* Estratto scelto *

──────

Argentini al potere a Roma. Il paradosso che spiega molte cose

di Héctor Aguer*

Che paradosso! Un Paese come l’Argentina, privo di una moneta seria, in possesso di una neolingua inclusiva imposta dall’ignoranza lessicale dei politici, e con forze disarmate (cioè quasi un non-Paese, secondo la definizione di Paese del generale De Gaulle), è arrivato a colonizzare la Roma papale. Il Sommo Pontefice è argentino, e ora lo sarà anche il prefetto del dicastero più importante, quello della Dottrina della fede.

La lettera inviata dal Successore di Pietro al suo prescelto cerca implicitamente di riscrivere la storia di quello che fu il Sant’Uffizio. Fernández, il destinatario, ha dichiarato che “quel nome, o l’Inquisizione – come veniva anche chiamata – fa un po’ paura, perché era un luogo di persecuzione degli eretici; Papa Francesco dice che a volte si usavano metodi immorali, come una sorta di intelligence e di controllo e perfino, a un certo punto, la tortura”.

──────

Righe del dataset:
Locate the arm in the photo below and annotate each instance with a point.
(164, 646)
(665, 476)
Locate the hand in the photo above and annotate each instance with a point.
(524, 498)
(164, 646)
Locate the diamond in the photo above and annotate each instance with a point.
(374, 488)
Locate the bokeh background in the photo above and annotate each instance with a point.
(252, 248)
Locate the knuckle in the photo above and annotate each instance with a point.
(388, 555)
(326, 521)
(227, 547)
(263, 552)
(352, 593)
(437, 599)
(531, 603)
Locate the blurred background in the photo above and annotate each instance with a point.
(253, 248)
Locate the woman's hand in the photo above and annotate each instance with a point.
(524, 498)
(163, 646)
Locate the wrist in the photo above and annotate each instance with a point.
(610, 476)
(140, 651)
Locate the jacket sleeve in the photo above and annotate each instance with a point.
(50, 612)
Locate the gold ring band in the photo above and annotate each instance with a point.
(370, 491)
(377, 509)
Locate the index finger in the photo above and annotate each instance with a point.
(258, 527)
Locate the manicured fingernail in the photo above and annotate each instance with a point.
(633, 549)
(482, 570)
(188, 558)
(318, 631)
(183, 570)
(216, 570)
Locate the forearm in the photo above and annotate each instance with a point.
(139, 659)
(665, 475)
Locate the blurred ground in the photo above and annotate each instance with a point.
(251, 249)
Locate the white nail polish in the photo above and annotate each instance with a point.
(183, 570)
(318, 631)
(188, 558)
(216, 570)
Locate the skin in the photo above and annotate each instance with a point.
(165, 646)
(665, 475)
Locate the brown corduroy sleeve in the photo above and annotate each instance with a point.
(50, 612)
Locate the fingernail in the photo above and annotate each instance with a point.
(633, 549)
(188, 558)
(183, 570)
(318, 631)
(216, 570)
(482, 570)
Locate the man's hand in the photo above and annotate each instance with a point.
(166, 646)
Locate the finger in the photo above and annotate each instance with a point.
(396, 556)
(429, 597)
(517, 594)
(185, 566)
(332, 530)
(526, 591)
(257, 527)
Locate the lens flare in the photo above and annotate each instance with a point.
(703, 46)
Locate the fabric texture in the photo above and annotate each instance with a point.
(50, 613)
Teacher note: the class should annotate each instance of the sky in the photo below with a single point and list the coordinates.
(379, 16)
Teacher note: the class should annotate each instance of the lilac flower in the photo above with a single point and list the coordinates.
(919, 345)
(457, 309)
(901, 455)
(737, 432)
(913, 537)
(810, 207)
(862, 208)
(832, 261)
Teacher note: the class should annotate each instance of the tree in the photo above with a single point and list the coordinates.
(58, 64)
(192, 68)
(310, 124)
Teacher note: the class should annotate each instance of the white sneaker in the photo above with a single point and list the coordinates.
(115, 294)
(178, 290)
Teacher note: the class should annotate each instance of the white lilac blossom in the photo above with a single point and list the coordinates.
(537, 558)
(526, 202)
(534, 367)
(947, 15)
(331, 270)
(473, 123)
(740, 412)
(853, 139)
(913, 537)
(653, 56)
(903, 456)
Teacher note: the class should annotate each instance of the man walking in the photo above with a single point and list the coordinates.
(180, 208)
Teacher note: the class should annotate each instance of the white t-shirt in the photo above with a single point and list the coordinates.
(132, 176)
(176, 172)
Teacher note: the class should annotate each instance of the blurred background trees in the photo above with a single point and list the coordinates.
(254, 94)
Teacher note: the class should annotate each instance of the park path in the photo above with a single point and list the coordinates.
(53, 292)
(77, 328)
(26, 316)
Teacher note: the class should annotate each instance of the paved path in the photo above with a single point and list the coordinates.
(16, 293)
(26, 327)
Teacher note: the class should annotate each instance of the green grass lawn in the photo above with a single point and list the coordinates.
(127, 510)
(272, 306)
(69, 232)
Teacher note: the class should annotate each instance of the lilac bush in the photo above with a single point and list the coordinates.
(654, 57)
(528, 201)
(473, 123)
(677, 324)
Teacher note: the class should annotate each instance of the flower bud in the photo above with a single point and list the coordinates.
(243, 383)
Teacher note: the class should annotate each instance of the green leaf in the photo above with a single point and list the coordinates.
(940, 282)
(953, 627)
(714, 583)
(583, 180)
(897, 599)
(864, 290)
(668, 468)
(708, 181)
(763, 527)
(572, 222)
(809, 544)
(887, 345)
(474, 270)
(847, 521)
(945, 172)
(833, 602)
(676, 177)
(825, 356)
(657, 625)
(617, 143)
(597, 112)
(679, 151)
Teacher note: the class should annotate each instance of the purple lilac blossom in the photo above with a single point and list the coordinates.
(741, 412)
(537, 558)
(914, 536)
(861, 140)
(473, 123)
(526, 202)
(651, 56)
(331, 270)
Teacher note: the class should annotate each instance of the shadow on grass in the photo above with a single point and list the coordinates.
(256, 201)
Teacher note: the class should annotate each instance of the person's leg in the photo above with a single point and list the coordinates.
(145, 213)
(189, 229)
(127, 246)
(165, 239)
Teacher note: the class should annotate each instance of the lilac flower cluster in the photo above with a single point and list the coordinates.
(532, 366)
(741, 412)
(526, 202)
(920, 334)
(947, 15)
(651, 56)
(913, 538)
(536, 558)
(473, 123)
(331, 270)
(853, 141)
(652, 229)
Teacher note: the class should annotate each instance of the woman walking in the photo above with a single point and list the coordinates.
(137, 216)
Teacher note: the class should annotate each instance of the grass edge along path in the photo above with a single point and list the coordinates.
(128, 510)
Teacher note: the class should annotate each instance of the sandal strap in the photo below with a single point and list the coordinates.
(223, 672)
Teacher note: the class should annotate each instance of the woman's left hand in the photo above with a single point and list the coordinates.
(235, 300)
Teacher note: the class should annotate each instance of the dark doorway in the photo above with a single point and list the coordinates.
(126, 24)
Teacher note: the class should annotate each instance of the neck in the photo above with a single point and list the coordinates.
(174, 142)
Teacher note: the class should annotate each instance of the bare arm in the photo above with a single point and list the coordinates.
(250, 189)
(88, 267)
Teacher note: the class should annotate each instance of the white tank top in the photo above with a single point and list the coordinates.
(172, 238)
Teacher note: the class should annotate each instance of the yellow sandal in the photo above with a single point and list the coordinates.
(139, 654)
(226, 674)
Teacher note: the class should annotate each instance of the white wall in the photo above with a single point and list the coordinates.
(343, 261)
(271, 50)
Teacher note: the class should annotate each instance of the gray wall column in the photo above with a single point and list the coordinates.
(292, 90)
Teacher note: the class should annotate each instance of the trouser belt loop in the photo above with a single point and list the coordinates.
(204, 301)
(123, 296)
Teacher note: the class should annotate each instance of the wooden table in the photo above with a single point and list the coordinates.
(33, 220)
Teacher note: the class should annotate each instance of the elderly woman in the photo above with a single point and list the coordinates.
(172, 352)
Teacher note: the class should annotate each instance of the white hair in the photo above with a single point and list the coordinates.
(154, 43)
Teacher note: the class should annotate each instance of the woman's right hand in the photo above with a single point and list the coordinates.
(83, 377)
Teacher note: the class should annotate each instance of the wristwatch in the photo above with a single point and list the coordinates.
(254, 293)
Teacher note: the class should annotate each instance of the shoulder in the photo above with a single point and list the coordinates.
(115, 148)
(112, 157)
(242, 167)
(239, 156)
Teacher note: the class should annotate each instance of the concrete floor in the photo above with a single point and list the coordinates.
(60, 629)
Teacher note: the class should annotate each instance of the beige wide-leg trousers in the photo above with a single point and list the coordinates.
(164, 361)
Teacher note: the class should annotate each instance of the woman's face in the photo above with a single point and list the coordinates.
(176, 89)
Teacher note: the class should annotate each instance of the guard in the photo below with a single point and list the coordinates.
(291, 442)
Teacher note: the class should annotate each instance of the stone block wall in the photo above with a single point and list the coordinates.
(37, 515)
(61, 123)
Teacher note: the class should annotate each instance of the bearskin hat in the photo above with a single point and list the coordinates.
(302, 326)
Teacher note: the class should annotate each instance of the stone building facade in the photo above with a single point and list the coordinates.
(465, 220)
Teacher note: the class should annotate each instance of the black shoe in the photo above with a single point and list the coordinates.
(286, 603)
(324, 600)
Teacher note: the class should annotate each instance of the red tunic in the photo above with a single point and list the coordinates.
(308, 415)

──────

* Istruzioni esercizio *
a) Ripeti parola per parola il passo del brano sugli argentini a Roma compreso tra "Argentini al potere" e "Dottrina della fede.", estremi inclusi.
b) Elenca tutte le righe che contengono la parola "path", facendo distinzione tra maiuscole e minuscole.
Il brano e le righe non hanno nessun legame tra loro.

* Risposte attese *
a)
Argentini al potere a Roma. Il paradosso che spiega molte cose

di Héctor Aguer*

Che paradosso! Un Paese come l’Argentina, privo di una moneta seria, in possesso di una neolingua inclusiva imposta dall’ignoranza lessicale dei politici, e con forze disarmate (cioè quasi un non-Paese, secondo la definizione di Paese del generale De Gaulle), è arrivato a colonizzare la Roma papale. Il Sommo Pontefice è argentino, e ora lo sarà anche il prefetto del dicastero più importante, quello della Dottrina della fede.

b)
Teacher note: the class should annotate each instance of the park path in the photo above with a single point and list the coordinates.
Teacher note: the class should annotate each instance of the paved path in the photo above with a single point and list the coordinates.
Teacher note: the class should annotate each instance of the grass edge along path in the photo above with a single point and list the coordinates.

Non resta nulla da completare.